**What to work on:** Tally the lines of the data that follow containing the string "below", with case mattering, and give only that number.

**Task material:**
+ + + + + + +

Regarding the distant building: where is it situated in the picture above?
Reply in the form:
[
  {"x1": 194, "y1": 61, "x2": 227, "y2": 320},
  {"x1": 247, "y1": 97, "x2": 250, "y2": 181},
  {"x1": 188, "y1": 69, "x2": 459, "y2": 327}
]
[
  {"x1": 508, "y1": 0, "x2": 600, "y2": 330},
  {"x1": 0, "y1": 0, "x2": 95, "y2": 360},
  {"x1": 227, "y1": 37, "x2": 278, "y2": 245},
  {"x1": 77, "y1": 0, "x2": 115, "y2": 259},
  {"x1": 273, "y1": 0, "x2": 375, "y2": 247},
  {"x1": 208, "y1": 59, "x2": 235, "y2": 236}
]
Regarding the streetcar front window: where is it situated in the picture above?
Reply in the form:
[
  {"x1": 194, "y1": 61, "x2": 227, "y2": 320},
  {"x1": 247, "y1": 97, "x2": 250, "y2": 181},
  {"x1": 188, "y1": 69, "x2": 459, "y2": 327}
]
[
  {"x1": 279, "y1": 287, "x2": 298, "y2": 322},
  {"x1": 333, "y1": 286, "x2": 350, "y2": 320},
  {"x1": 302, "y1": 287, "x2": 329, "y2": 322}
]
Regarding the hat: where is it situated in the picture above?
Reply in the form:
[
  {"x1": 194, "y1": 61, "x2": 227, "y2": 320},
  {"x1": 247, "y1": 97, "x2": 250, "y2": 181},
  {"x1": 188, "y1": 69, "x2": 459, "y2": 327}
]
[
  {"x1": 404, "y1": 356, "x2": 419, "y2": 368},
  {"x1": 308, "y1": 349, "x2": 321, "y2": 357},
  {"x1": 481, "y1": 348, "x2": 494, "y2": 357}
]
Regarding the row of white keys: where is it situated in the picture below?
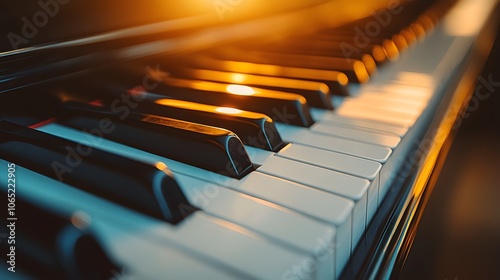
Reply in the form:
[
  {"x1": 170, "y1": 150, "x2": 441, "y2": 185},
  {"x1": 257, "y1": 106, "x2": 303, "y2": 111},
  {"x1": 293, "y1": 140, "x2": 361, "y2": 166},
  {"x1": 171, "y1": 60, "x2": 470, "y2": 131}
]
[
  {"x1": 40, "y1": 124, "x2": 353, "y2": 276},
  {"x1": 1, "y1": 161, "x2": 320, "y2": 279},
  {"x1": 270, "y1": 123, "x2": 386, "y2": 225}
]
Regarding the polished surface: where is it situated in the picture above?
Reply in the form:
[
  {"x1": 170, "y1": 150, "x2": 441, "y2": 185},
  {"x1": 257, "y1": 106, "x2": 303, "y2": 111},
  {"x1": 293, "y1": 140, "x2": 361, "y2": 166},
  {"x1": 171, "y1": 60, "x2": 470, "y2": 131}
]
[{"x1": 398, "y1": 32, "x2": 500, "y2": 280}]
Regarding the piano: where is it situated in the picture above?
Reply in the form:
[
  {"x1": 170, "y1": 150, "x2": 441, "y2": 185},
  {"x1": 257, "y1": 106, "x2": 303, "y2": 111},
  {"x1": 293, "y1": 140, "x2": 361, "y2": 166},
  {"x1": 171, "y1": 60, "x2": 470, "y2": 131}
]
[{"x1": 0, "y1": 0, "x2": 500, "y2": 279}]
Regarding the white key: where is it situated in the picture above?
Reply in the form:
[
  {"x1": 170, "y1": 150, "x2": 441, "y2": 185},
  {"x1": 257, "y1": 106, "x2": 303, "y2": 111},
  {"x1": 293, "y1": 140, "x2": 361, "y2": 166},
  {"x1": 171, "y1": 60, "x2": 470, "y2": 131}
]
[
  {"x1": 237, "y1": 172, "x2": 352, "y2": 277},
  {"x1": 257, "y1": 156, "x2": 372, "y2": 258},
  {"x1": 311, "y1": 124, "x2": 401, "y2": 149}
]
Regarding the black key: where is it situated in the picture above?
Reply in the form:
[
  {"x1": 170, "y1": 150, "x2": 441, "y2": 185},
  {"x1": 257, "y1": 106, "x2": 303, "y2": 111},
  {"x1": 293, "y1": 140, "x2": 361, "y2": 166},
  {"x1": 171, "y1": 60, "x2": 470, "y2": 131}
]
[
  {"x1": 0, "y1": 190, "x2": 120, "y2": 280},
  {"x1": 57, "y1": 102, "x2": 253, "y2": 179},
  {"x1": 53, "y1": 83, "x2": 285, "y2": 152},
  {"x1": 0, "y1": 120, "x2": 189, "y2": 224},
  {"x1": 208, "y1": 47, "x2": 370, "y2": 83},
  {"x1": 242, "y1": 38, "x2": 376, "y2": 75},
  {"x1": 170, "y1": 68, "x2": 333, "y2": 110},
  {"x1": 292, "y1": 34, "x2": 399, "y2": 64},
  {"x1": 186, "y1": 56, "x2": 349, "y2": 96}
]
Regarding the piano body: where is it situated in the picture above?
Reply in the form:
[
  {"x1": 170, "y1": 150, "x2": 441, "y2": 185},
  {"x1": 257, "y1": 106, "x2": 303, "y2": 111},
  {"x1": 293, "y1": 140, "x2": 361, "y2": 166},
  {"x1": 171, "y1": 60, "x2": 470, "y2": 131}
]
[{"x1": 0, "y1": 0, "x2": 499, "y2": 279}]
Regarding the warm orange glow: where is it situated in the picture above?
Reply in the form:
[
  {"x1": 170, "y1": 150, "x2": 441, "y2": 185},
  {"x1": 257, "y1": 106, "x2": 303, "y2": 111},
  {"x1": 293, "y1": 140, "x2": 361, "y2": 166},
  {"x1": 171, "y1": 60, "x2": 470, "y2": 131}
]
[
  {"x1": 362, "y1": 54, "x2": 377, "y2": 75},
  {"x1": 410, "y1": 22, "x2": 425, "y2": 40},
  {"x1": 231, "y1": 73, "x2": 245, "y2": 84},
  {"x1": 215, "y1": 107, "x2": 243, "y2": 115},
  {"x1": 372, "y1": 46, "x2": 387, "y2": 62},
  {"x1": 443, "y1": 0, "x2": 498, "y2": 36},
  {"x1": 384, "y1": 40, "x2": 399, "y2": 61},
  {"x1": 392, "y1": 34, "x2": 408, "y2": 52},
  {"x1": 226, "y1": 85, "x2": 255, "y2": 95},
  {"x1": 155, "y1": 161, "x2": 168, "y2": 170},
  {"x1": 353, "y1": 61, "x2": 370, "y2": 83}
]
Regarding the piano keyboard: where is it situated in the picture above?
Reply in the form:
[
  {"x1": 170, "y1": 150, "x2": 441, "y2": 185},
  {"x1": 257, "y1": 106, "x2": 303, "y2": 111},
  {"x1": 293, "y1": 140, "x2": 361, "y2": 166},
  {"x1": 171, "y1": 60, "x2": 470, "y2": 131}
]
[{"x1": 0, "y1": 0, "x2": 496, "y2": 279}]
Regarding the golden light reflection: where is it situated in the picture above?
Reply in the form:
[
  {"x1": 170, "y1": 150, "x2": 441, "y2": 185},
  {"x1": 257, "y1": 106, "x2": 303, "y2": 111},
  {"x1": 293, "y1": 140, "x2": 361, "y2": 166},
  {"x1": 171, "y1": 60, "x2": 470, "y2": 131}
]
[
  {"x1": 337, "y1": 73, "x2": 349, "y2": 86},
  {"x1": 215, "y1": 107, "x2": 243, "y2": 115},
  {"x1": 362, "y1": 54, "x2": 377, "y2": 75},
  {"x1": 383, "y1": 40, "x2": 399, "y2": 61},
  {"x1": 372, "y1": 46, "x2": 387, "y2": 62},
  {"x1": 231, "y1": 73, "x2": 245, "y2": 83},
  {"x1": 226, "y1": 85, "x2": 255, "y2": 95},
  {"x1": 353, "y1": 61, "x2": 370, "y2": 83}
]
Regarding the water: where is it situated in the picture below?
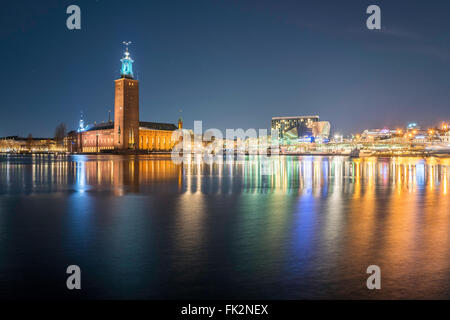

+ + + + + + +

**Solved exercise:** 2